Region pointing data
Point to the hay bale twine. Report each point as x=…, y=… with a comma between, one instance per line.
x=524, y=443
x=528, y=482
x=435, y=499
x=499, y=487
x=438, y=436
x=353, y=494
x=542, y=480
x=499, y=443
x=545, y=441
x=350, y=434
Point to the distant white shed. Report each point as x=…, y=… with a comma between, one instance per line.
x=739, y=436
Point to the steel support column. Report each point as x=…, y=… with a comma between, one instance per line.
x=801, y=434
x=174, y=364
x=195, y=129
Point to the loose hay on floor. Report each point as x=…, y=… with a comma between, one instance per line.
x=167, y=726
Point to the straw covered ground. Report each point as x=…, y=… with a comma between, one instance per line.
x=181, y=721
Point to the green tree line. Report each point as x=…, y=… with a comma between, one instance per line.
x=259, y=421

**What is expected**
Output only a verbatim copy of the lines spanning from the line that contains "Point to the green" to the end of the records above.

**Answer section**
Point to the green tree line. Report each point as x=…, y=… with a comma between, one instance per line.
x=259, y=421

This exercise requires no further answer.